課題の条件 ▸ 早期胃癌ESDの演題情報を載せた提示文から、「セッション情報 ワークショップ3」から「栄樹(国立病院機構関門医療センター消化器内科), 中鉢 龍徳(国立病院機構関門医療センター消化器内科)」まで（両端を含む）を一字一句そのまま書き写してもらえますか？

提示文 ▸
セッション情報 ワークショップ3

食道表在癌,早期胃癌に対する内視鏡診断治療の進歩

タイトル W3-7:

EUSを用いた早期胃癌ESDの結果の予測

演者 柳井 秀雄(国立病院機構関門医療センター臨床研究部)
共同演者 坂口 栄樹(国立病院機構関門医療センター消化器内科), 中鉢 龍徳(国立病院機構関門医療センター消化器内科)

保存データ ▸

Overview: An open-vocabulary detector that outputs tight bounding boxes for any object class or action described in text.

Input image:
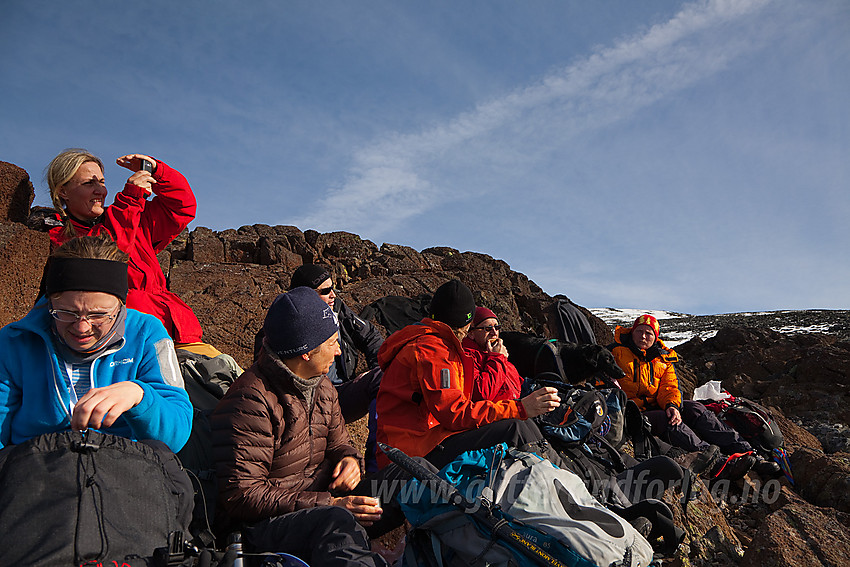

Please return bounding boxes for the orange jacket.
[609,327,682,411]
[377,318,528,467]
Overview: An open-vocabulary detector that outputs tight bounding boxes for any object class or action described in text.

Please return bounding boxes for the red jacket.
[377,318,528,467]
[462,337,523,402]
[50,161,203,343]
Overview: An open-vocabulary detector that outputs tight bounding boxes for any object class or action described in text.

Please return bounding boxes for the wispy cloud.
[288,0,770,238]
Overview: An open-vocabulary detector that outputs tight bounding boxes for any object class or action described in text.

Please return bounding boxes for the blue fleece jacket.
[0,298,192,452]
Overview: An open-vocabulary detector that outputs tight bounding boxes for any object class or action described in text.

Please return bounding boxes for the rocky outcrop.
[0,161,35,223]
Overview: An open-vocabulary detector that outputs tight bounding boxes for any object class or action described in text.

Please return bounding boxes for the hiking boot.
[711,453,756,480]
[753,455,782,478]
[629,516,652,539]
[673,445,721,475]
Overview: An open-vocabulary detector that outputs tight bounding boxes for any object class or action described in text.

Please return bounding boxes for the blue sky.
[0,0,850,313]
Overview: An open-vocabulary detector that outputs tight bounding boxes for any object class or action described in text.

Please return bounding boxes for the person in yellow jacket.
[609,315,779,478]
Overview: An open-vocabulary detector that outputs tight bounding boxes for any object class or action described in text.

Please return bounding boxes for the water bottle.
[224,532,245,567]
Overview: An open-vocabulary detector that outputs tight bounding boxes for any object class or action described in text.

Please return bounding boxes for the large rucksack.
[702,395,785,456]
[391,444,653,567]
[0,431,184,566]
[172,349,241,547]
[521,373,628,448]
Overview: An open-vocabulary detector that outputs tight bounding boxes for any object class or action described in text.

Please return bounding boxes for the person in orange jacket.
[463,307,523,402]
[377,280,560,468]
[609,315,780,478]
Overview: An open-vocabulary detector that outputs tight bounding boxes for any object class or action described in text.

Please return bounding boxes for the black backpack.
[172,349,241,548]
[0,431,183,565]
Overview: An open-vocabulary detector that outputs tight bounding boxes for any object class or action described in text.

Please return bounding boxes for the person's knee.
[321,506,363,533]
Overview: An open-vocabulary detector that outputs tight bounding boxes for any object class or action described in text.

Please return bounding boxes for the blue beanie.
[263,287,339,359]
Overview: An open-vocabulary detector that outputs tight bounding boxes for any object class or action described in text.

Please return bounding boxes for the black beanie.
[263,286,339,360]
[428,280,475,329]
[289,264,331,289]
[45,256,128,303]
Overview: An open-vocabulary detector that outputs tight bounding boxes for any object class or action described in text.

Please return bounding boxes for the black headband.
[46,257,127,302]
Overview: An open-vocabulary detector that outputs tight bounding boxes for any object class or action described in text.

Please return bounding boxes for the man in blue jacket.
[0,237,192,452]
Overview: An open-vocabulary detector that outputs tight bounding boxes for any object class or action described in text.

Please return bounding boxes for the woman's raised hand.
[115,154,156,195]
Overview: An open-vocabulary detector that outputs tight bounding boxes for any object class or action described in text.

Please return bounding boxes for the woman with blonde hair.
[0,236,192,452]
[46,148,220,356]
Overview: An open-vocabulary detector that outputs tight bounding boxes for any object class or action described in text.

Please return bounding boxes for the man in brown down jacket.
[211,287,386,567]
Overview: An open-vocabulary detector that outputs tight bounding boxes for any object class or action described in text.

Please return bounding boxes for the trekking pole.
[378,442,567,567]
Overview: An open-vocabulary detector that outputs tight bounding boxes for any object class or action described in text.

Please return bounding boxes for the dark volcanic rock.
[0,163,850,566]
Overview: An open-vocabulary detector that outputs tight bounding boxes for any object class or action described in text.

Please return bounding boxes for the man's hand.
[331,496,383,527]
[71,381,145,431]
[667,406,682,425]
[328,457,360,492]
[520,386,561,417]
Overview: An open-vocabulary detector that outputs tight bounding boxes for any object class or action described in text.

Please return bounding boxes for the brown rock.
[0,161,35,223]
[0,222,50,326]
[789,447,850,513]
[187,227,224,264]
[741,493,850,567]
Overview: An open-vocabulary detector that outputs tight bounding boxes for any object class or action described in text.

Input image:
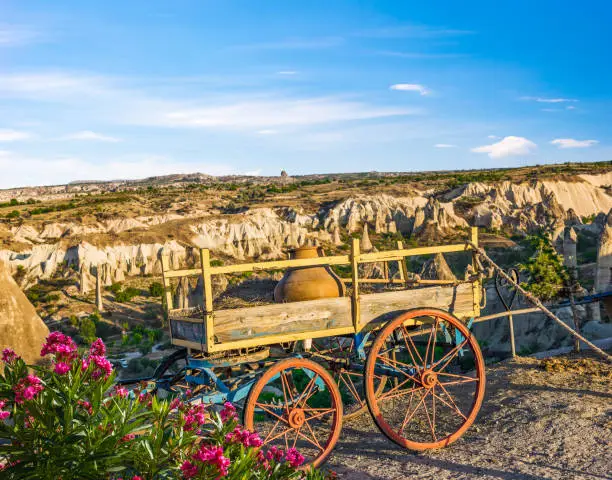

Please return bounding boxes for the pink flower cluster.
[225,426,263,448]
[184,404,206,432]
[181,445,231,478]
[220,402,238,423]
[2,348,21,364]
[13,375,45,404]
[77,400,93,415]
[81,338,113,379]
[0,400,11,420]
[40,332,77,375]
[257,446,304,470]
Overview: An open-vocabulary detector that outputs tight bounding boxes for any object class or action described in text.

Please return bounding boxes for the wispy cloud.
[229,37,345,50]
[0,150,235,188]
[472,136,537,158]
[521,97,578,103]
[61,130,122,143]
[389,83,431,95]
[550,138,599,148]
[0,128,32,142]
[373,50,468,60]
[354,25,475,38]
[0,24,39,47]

課題への解答 ▸
セッション情報 ワークショップ3

食道表在癌,早期胃癌に対する内視鏡診断治療の進歩

タイトル W3-7:

EUSを用いた早期胃癌ESDの結果の予測

演者 柳井 秀雄(国立病院機構関門医療センター臨床研究部)
共同演者 坂口 栄樹(国立病院機構関門医療センター消化器内科), 中鉢 龍徳(国立病院機構関門医療センター消化器内科)